**PROBLEM**
Can you rewrite the data below, substituting "one point per instance" for every occurrence of "one pin per instance" and leaving everything else unchanged?

(Dataset entries)
== == ==
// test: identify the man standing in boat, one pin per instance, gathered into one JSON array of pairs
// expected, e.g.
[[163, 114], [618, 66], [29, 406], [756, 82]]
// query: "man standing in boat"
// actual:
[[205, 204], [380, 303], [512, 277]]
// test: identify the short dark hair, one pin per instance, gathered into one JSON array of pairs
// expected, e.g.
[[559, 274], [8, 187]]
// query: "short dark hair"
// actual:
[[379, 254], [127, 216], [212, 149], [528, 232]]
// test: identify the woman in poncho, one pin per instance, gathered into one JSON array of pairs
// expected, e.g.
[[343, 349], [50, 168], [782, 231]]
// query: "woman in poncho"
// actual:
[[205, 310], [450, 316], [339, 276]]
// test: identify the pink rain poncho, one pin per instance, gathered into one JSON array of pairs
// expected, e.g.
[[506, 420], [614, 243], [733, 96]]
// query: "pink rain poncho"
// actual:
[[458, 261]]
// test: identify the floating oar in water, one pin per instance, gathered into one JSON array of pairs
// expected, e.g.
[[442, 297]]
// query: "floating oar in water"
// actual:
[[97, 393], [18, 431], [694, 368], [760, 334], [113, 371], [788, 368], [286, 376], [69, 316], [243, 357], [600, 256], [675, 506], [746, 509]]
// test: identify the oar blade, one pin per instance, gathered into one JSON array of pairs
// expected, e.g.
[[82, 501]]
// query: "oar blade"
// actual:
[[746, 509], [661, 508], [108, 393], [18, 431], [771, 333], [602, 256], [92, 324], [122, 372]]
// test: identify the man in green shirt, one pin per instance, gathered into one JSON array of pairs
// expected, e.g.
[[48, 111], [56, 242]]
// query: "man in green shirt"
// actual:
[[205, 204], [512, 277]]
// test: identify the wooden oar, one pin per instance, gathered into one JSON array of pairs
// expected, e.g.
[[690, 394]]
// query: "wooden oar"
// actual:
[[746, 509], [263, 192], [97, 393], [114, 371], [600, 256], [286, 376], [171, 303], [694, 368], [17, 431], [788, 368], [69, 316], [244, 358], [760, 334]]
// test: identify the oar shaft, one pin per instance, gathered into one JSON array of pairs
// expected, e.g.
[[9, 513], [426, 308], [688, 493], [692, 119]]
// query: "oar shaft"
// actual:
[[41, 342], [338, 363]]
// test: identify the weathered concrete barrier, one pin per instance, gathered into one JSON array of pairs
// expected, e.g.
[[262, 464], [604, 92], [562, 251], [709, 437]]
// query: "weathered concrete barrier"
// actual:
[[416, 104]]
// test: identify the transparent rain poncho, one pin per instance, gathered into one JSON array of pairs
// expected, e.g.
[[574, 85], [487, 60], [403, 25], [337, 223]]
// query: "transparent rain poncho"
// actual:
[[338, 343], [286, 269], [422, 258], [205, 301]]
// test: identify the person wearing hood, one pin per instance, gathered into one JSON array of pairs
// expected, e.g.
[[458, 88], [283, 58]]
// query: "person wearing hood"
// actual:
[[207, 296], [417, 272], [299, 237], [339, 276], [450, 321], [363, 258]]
== == ==
**OUTPUT OF THE TASK**
// test: identify the man standing in boat, one point per instance, gathered into one JSON array of pairs
// expected, e.g.
[[163, 114], [618, 66], [29, 406], [756, 82]]
// query: "man standing in boat"
// actual:
[[205, 204], [380, 303], [512, 277]]
// test: identify the short dark hair, one point per instance, gathered into one JSON array of pairs
// expected, e.g.
[[559, 274], [8, 187]]
// query: "short dark hair"
// actual:
[[379, 254], [127, 216], [212, 149], [528, 232]]
// test: identify the woman in poncho, one point per instance, gathered into one JSON array of pairs
// expected, e.g.
[[343, 349], [50, 168], [782, 231]]
// query: "woman in poncho"
// actual:
[[205, 310], [450, 316], [339, 276]]
// test: identify the pink rain poncho, one point per instance, gathered into one JSON array of pairs
// expected, e.g.
[[506, 420], [614, 243], [733, 96]]
// query: "pink rain poncho"
// actual:
[[458, 261]]
// test: identify the floating oar in water, one point per instance, gathered into one JSON array of pairs
// expected, e.g.
[[442, 297]]
// query: "floating oar in water"
// actual:
[[97, 393], [18, 431], [694, 368], [760, 334], [113, 371], [788, 368], [286, 376], [69, 316], [243, 357], [600, 256], [675, 506], [746, 509]]
// test: identify the oar blade, one point per instance, gathered into one JSON array of pairs
// expected, e.g.
[[82, 501]]
// query: "oar blade"
// actual:
[[746, 509], [661, 508], [108, 393], [18, 431], [771, 333], [602, 256], [92, 324], [122, 372]]
// test: identify the man in green shirt, one point per instance, gathered into one JSON array of pairs
// expected, e.g.
[[48, 111], [56, 242]]
// query: "man in green shirt"
// actual:
[[205, 204], [512, 277]]
// test: identify the wooden oar, one point per instance, gathered into one JSON array of pairs
// expected, e.g.
[[690, 394]]
// query: "wooden oar"
// actual:
[[746, 509], [263, 192], [97, 393], [114, 371], [600, 256], [286, 376], [171, 303], [694, 368], [17, 431], [788, 368], [69, 316], [244, 358], [760, 334]]
// test: identify the oar shaft, one point per instance, gathered into one JSON array of pairs
// expected, e.g.
[[9, 513], [426, 308], [688, 493], [692, 119]]
// query: "oar shaft"
// actual:
[[41, 342], [338, 363]]
// test: identify the weathered concrete barrier, one point per instance, gathered into one JSON array of pairs
// expected, e.g.
[[262, 464], [604, 92], [562, 251], [709, 437]]
// query: "weathered concrete barrier"
// actual:
[[416, 104]]
// test: identify the transparent rain poncho, one point per instance, gathered into one JSON array of pairs
// expected, e.g.
[[574, 85], [487, 60], [403, 25], [337, 223]]
// query: "transparent rain poncho"
// actual:
[[338, 343], [286, 269], [422, 258], [205, 301]]
// test: identify the person wearing hood, one point per instance, gathered into one JSON array of pairs
// expected, e.g.
[[458, 88], [283, 58]]
// query: "person wearing hood"
// actual:
[[207, 296], [417, 272], [299, 237], [339, 276], [450, 321], [363, 258]]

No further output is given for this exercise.